Passage to read
..............................

THE REPUBLIC OF UGANDA

IN THE HIGH COURT OF UGANDA AT KAMPALA

(CIVIL DIVISION)

HCT-00-CV-CS-0339-2007


  1. MARTIN FETAA

  2. KATONGOLE KIIZA HERIDAI:::::::::::::::::::::::: PLAINTIFFS

  3. MANANA SAMUEL


VERSUS


UGANDA REVENUE AUTHORITY ::::::::::::::::::::::::::::DEFENDANT


BEFORE: THE HONOURABLE MR. JUSTICE YOROKAMU BAMWINE


JUDGMENT

The plaintiff’s claim against the defendant is for special and general damages for wrongful interdiction and termination of employment, interest on the decretal sum and the costs of the suit.


From the pleadings and evidence, the first plaintiff, Martin Fetaa (also variously appearing in the proceedings as Feta or Feeta) was formerly employed by the Uganda Revenue Authority as Commissioner Director Taxes; the second plaintiff, Katongole Kiiza Heridai, as Assistant Commissioner under Business Analysis Revenue Support; and the third plaintiff, Manana Samuel, as Assistant Commissioner Direct Taxes. Before hearing commenced, the suit in respect of first plaintiff was withdrawn. This judgment is therefore in respect of the 2nd and 3rd plaintiffs.

..............................

Dataset content
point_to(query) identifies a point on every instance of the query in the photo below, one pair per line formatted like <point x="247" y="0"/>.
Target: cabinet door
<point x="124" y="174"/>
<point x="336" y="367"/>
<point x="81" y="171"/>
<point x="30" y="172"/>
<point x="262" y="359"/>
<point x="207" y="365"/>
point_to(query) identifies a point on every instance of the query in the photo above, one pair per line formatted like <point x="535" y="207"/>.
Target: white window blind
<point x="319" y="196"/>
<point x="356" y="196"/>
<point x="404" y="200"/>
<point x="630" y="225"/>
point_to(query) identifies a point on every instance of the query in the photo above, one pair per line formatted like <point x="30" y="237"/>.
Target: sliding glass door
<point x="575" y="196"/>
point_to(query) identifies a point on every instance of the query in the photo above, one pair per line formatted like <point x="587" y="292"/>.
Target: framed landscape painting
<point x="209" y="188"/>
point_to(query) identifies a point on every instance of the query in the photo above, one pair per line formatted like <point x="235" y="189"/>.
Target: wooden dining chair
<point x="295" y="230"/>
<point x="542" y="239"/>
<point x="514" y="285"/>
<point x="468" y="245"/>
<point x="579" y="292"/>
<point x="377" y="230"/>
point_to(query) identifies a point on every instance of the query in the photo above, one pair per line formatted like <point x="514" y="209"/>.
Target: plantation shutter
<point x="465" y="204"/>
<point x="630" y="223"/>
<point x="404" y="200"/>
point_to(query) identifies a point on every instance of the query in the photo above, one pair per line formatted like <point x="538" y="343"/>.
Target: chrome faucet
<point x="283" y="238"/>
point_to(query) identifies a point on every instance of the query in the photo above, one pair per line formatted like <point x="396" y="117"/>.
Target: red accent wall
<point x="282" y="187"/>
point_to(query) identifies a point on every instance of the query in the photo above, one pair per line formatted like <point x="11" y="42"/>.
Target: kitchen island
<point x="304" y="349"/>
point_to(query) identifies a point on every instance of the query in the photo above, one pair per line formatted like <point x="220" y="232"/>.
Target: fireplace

..............................

Brief A
From the judgment, list each form of relief that the claim against the defendant seeks.
Brief B
Resume the judgment after its last sentence.

Task answer A
- Special damages for wrongful interdiction and termination of employment
- General damages for wrongful interdiction and termination of employment
- Interest on the decretal sum
- The costs of the suit

Task answer B
At the conferencing the following facts were admitted.

  1. Both plaintiffs were employed by defendant as Assistant Commissioners on renewable contracts from 01/06/02.

  2. The contracts were terminable on each party giving the other 3 months notice or payment in lieu.

  3. On 06/06/02 the plaintiffs were arrested and charged with causing financial loss and were acquitted on 10/06/06.

  4. They were never called to management Disciplinary Committee as required under the Manual governing URA.

  5. On 10/02/03 before the criminal trial against them was concluded the defendant interdicted the plaintiffs and started paying them ²/3 of monthly salary and later half salary.

  6. While the plaintiffs were on trial the defendant underwent a restructuring exercise. The plaintiffs’ contracts were then terminated on 10/02/05.

  7. The plaintiffs were paid some benefits.


Issues

  1. Whether the plaintiffs’ suit is not barred by limitation.

  2. Whether the plaintiffs were wrongfully and/or prematurely and/or terminated.

  3. Remedies.


At the hearing the defendant abandoned the issue of limitation. In view of that abandonment, I shall make no finding on it.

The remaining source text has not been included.